Data records:
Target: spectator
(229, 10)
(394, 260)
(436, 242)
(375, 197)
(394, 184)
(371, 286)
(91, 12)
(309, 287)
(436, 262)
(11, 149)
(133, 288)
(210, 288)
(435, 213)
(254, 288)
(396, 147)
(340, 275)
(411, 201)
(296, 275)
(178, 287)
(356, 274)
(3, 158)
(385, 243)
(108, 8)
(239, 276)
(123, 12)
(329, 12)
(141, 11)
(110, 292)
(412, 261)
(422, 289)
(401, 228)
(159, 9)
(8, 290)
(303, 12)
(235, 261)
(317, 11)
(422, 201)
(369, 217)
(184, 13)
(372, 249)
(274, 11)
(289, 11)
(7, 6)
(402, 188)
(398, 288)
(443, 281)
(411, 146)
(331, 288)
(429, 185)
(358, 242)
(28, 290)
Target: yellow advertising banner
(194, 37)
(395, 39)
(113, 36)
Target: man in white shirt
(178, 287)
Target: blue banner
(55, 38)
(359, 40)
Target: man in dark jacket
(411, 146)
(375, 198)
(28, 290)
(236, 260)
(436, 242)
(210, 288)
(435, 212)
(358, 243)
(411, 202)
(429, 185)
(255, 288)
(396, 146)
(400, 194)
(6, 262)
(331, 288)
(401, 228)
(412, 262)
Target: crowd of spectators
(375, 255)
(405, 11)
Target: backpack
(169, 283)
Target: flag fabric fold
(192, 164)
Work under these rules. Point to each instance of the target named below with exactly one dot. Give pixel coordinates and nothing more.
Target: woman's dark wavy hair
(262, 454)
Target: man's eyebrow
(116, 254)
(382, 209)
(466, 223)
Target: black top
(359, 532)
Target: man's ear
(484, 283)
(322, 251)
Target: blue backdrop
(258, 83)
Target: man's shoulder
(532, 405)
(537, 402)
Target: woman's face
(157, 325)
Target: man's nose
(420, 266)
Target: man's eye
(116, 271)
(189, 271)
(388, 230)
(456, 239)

...

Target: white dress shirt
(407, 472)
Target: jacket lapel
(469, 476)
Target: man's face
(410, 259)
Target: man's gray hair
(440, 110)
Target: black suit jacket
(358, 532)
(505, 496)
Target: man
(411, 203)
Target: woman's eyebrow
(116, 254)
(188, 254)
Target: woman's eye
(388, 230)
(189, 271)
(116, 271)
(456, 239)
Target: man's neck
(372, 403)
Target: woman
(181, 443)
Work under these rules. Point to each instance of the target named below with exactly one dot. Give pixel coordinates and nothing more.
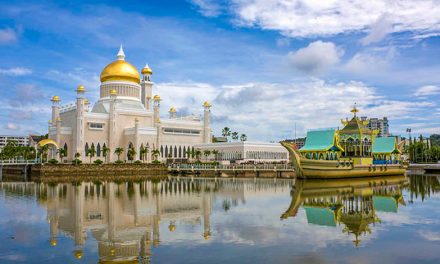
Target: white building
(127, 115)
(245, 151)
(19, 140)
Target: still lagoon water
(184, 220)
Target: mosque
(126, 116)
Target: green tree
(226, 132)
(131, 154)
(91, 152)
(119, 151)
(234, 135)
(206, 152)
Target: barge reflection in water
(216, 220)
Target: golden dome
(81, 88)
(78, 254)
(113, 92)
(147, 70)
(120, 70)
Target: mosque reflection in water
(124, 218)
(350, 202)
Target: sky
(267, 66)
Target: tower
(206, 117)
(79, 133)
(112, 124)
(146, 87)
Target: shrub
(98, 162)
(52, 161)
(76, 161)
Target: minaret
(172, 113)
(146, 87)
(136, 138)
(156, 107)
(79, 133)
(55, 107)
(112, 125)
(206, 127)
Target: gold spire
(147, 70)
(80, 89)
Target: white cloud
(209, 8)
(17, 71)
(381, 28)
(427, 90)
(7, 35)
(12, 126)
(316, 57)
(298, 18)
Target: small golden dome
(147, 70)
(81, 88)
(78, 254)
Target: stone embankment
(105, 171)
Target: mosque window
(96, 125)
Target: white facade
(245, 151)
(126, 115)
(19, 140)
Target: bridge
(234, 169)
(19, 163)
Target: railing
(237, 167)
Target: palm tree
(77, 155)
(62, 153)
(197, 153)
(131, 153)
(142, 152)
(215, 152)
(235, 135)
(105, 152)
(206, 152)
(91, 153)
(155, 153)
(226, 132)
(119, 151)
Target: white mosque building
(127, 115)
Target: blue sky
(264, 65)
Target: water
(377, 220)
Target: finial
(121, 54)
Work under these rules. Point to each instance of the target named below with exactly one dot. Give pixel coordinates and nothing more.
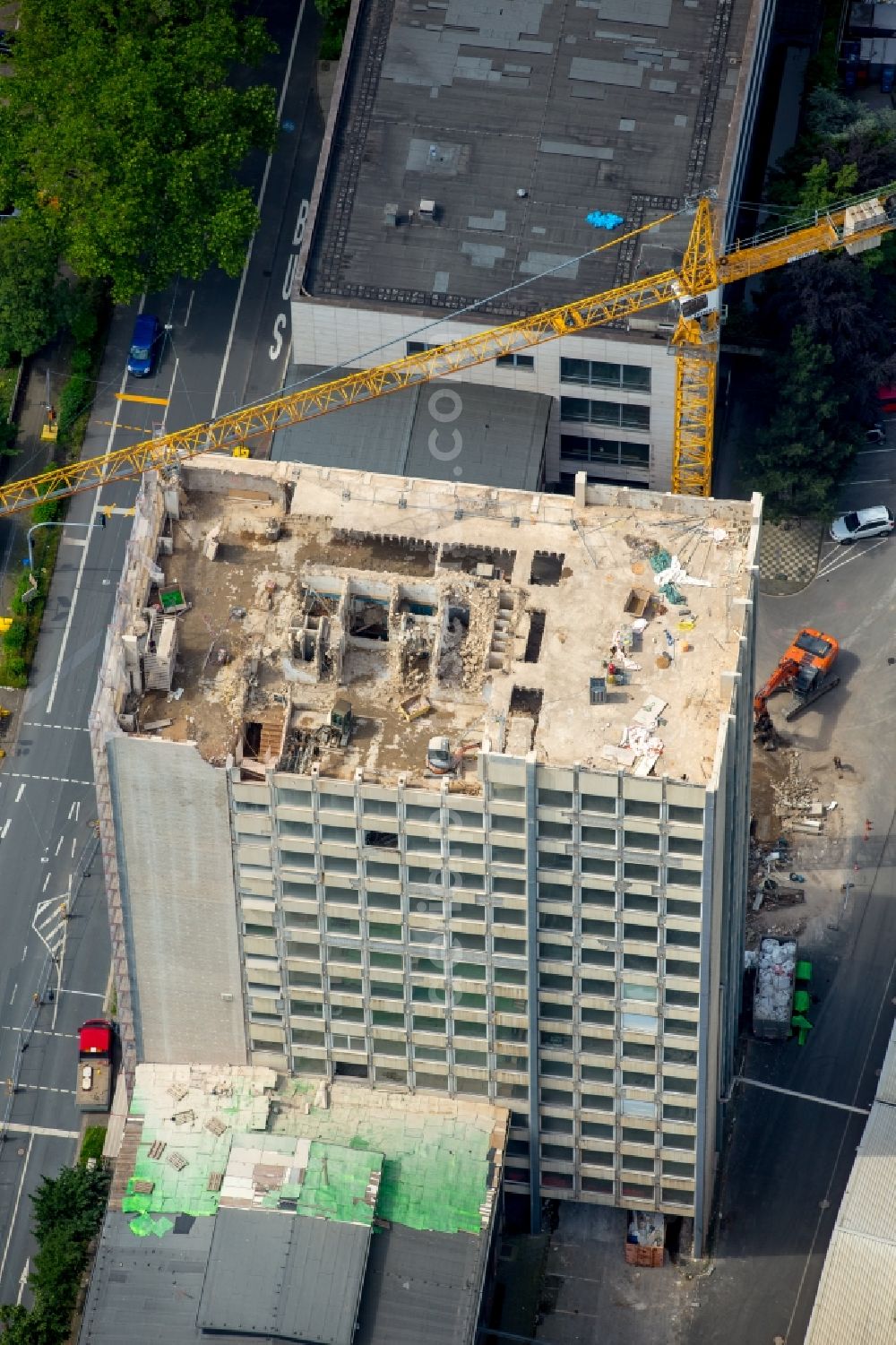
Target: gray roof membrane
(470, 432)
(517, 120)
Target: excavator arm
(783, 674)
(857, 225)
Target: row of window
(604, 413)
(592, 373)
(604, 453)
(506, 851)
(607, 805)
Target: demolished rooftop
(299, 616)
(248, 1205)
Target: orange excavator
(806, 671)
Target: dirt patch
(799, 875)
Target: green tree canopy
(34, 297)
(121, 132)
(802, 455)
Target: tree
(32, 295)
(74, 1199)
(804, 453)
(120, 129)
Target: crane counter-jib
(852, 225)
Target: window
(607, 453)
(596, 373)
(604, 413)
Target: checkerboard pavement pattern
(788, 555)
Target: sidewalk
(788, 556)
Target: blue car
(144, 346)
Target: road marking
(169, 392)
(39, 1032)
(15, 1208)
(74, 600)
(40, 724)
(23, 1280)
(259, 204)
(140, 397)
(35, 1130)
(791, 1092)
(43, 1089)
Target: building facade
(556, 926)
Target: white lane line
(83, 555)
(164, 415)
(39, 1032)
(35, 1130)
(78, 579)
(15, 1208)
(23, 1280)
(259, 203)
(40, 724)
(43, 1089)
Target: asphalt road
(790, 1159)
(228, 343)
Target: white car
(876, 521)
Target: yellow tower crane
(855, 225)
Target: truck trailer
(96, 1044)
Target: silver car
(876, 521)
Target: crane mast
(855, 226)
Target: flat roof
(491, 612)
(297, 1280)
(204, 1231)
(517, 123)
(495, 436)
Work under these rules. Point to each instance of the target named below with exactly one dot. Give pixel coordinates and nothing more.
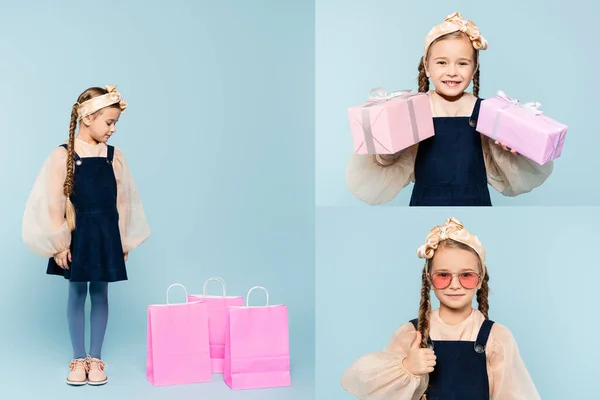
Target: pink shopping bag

==

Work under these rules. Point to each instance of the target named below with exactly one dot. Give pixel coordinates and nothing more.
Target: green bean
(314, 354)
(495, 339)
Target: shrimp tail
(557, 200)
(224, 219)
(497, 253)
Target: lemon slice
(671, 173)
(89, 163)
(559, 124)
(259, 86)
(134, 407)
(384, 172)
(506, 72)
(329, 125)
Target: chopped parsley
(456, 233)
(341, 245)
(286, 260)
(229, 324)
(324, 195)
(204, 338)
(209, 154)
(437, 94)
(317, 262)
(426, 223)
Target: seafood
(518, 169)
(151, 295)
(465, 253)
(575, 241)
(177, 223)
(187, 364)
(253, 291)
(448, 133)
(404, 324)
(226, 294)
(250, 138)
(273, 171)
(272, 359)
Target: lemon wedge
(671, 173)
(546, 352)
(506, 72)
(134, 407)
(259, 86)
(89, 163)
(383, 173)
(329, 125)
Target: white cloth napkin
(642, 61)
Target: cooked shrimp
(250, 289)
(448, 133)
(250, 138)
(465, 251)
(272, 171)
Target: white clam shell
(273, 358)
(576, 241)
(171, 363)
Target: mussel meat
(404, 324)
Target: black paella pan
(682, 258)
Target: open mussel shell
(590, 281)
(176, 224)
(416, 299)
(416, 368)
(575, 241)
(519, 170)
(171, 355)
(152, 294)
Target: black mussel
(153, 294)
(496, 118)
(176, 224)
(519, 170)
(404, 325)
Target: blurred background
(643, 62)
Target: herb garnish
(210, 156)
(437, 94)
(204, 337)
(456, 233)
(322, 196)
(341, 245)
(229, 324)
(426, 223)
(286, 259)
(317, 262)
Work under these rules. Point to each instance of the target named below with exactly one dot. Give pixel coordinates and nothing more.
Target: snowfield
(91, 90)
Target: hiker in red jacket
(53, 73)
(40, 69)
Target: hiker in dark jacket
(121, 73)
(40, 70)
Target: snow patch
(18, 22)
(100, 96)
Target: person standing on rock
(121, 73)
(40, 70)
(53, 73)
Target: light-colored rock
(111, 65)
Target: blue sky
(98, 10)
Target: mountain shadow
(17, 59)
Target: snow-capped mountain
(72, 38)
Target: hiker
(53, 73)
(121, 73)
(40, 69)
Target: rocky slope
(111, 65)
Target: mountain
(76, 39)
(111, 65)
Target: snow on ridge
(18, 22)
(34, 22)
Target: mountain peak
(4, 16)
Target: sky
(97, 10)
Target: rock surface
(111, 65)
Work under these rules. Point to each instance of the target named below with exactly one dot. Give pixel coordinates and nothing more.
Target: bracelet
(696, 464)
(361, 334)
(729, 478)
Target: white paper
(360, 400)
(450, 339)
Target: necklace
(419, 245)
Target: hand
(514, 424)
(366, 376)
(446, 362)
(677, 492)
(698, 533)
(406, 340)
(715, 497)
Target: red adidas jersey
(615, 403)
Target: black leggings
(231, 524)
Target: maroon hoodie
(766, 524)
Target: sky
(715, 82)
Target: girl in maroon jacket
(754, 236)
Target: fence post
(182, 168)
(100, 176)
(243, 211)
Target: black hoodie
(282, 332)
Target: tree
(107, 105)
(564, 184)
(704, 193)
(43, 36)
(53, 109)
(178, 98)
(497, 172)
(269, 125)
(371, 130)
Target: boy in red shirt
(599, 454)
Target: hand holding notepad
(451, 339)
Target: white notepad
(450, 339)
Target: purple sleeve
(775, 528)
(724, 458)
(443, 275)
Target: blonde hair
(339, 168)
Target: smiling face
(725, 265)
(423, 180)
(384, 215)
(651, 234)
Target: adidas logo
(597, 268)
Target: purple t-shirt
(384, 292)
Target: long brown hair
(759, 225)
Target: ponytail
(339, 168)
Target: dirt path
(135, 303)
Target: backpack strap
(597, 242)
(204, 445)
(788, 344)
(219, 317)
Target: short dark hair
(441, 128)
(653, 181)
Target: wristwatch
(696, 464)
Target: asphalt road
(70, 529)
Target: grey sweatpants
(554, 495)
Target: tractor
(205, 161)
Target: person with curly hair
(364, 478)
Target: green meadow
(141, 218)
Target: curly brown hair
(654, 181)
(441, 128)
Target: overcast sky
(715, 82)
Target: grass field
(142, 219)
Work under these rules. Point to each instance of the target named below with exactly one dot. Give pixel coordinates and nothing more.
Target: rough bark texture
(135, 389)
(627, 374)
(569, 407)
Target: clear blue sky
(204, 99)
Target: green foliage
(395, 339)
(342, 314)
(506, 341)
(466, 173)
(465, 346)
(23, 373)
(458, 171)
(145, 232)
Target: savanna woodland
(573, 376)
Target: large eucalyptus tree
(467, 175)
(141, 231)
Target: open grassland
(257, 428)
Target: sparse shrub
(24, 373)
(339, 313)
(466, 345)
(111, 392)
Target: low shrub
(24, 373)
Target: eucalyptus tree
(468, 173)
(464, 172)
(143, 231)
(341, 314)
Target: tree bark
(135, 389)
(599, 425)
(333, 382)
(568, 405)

■ Exercise directions: Find every line in the entries above that contains the word "black", and copy each of those lines. Case counts.

■ Final result:
Target: black top
Target: black suit jacket
Target: black paella pan
Target: black mussel
Target: black leggings
Target: black hoodie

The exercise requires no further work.